● **AIM**: Everything from the line holding "find | person walking" to the end of the listing below should be copied exactly, line for line, minus the pictures.
— start MATERIAL FOR THIS TASK —
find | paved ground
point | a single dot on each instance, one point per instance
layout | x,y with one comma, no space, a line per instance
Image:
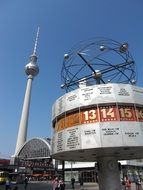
47,186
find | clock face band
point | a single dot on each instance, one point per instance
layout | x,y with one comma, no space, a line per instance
99,113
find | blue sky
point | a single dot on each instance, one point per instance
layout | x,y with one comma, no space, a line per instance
63,23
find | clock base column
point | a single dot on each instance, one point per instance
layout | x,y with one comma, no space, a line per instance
109,174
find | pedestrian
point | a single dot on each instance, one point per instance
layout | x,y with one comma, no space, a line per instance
128,183
138,183
55,184
25,182
8,184
72,182
15,188
61,184
124,183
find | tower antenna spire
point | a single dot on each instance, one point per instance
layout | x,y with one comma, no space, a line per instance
36,41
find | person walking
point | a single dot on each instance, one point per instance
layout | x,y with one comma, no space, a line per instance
8,184
138,183
72,182
55,184
61,184
128,183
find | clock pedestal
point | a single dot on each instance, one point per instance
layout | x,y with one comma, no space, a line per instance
108,174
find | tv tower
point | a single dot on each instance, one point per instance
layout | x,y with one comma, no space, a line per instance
31,70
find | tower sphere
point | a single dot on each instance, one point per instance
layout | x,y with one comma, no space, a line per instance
32,68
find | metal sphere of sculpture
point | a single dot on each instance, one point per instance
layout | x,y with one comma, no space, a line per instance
111,58
32,68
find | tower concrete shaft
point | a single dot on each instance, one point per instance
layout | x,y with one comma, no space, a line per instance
31,70
22,133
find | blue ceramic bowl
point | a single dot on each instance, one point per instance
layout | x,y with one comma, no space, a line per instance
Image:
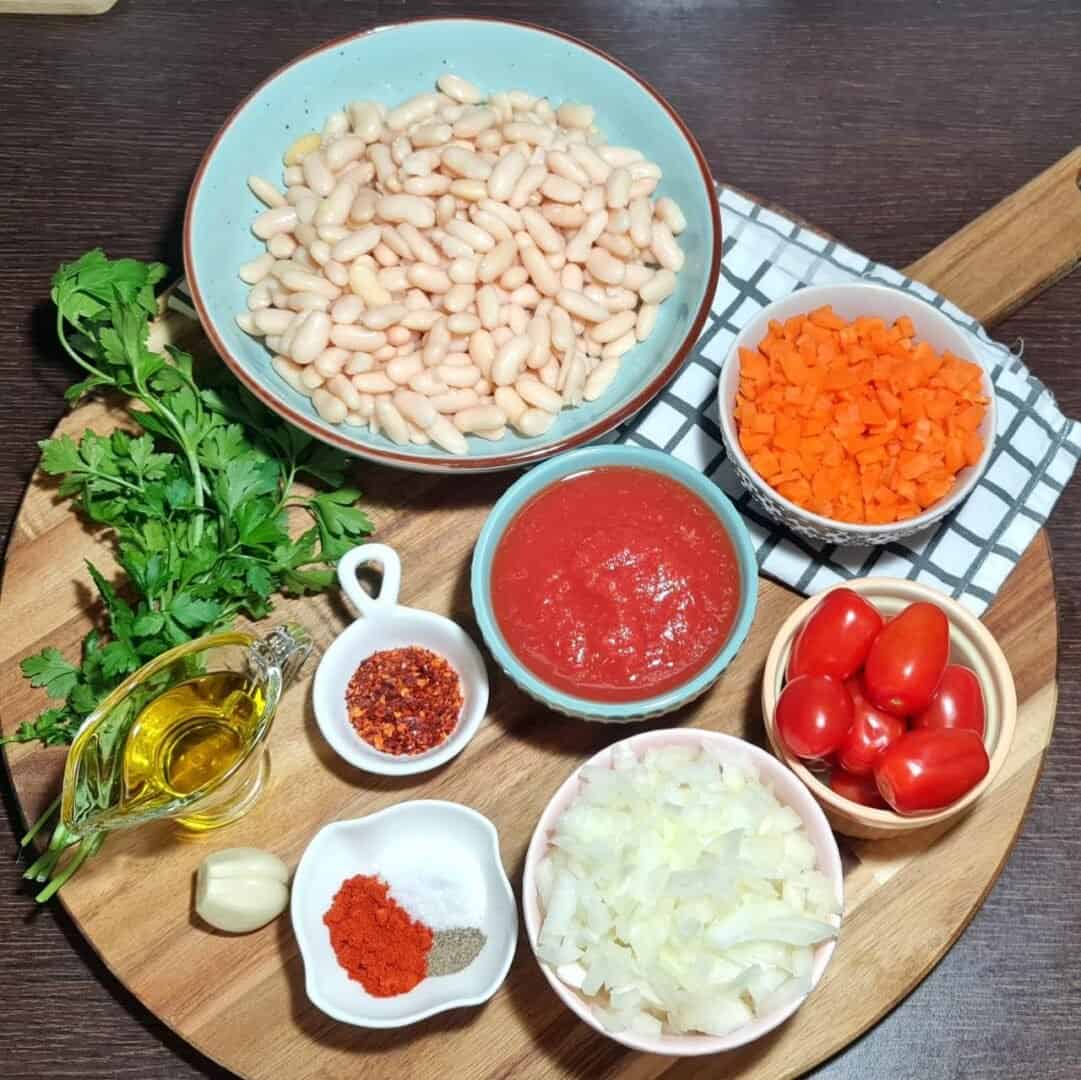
— end MATERIAL FOR THIS TASK —
● **COMPLETE OUTPUT**:
find | person walking
point | a single dot on each instance, one point per instance
layout | x,y with one comma, no space, a line per instance
8,184
138,183
72,182
55,184
61,184
128,183
find | clock pedestal
point | a single dot on each instance, one point per instance
layout | x,y with one comma, no space, a line per instance
108,174
find | tv tower
point | a single dot on each instance, one point per instance
layout | x,y with one comma, no space, a line per instance
31,70
find | tower sphere
point | a single dot on each instance, one point per instance
layout | x,y with one comma, no space, a line per instance
32,68
find | metal sphere of sculpture
point | a single dot on each instance, one point per instance
layout | x,y with one comma, no space, a line per instance
111,58
32,68
find | tower concrete shaft
point | a single dot on each instance, one point per instance
layout | x,y with one comma, no space, a line per instance
31,70
22,133
find | blue ceramic bowl
point | a single dot on each instance, one point per instance
layout | x,y with one comma, no space, a line per instance
Image:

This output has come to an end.